Saved entries:
- - - - -

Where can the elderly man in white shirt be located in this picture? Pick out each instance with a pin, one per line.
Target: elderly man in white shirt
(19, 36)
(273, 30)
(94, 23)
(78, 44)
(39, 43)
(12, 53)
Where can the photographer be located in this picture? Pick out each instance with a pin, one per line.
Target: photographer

- - - - -

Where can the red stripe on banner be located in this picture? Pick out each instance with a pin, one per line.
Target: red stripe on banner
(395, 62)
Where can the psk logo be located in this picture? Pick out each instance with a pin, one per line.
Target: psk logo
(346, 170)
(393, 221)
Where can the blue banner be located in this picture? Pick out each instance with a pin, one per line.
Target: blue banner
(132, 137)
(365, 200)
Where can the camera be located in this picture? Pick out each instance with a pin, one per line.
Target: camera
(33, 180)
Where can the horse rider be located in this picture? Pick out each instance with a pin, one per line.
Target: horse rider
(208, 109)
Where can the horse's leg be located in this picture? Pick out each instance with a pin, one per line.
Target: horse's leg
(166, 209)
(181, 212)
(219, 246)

- - - - -

Which lines in the records above contain the string "located"? Copy each one.

Where can the elderly man in white shirt be located in this picture? Pick out each instance with a pin, one per line.
Where can the photographer be located in this picture? Pick out each instance with a pin, one per line.
Where can the red stripe on banner be located in this picture? Pick out each instance with a pin, one per line.
Where can the psk logo be located in this picture? Pick out each instance with a pin, one per line.
Where can the blue banner be located in this picture? Pick out each instance with a pin, one per line.
Where can the camera be located in this picture? Pick out each instance with a pin, one per line.
Where can the horse rider be located in this picture? Pick out each instance with a pin, one per line.
Where can the horse's leg be located in this picture? Pick out each instance with a pin, one per line.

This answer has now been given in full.